[WHAT NEEDS TO BE DONE] Please reproduce the listing below, starting with the line containing "Please pin the driftwood" and going on through the end of the listing, with the requests included. Multiply each answer coordinate by 0.7 and round it to a whole number, with halves rounded up, and leave all other numbers unchanged.
▶
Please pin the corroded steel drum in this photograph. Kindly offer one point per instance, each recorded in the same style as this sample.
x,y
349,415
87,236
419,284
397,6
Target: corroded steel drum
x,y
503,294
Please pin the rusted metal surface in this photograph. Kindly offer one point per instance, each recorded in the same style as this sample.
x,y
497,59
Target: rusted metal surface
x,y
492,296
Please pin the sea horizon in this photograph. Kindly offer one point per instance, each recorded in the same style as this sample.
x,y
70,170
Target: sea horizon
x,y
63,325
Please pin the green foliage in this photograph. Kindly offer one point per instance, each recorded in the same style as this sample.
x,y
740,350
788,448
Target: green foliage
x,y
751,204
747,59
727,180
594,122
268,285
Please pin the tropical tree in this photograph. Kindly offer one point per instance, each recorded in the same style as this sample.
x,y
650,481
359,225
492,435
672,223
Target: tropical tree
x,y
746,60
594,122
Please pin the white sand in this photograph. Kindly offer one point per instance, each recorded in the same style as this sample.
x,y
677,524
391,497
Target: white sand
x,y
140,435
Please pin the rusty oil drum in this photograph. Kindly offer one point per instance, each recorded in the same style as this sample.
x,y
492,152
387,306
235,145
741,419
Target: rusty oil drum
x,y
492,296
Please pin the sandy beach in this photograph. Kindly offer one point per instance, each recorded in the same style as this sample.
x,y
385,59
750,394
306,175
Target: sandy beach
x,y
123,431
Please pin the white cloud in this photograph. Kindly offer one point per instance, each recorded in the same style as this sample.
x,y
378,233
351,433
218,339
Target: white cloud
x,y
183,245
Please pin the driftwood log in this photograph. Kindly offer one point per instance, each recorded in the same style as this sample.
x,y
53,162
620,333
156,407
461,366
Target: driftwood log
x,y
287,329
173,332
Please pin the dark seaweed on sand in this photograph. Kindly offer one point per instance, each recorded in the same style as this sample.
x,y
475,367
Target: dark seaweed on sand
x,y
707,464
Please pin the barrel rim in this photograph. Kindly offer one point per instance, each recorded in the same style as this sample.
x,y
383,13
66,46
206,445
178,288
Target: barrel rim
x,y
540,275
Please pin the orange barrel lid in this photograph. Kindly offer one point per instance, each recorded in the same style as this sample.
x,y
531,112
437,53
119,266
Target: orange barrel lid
◀
[RESPONSE TO THIS TASK]
Please pin the driftwood log in this photograph. Kindly offer one point per instance, each recorded in the same style as this sample.
x,y
53,162
620,333
156,407
461,366
Target: driftwood log
x,y
201,230
121,232
Please pin the dark seaweed on sand in this photograph. Kindly offer one point per instance, each recorded in the same style as this sample.
x,y
475,367
Target: dark seaweed on sand
x,y
495,325
Please pin the barrel rim in this photograph. Kindly offer one point per instance, each recorded in the same style as this sample.
x,y
383,13
66,46
206,445
178,288
Target: barrel rim
x,y
378,193
Please pin the orange barrel lid in this photograph. Kindly offer one point per instance, each recorded in the same style as this sample.
x,y
531,112
437,53
119,266
Target: orange barrel lid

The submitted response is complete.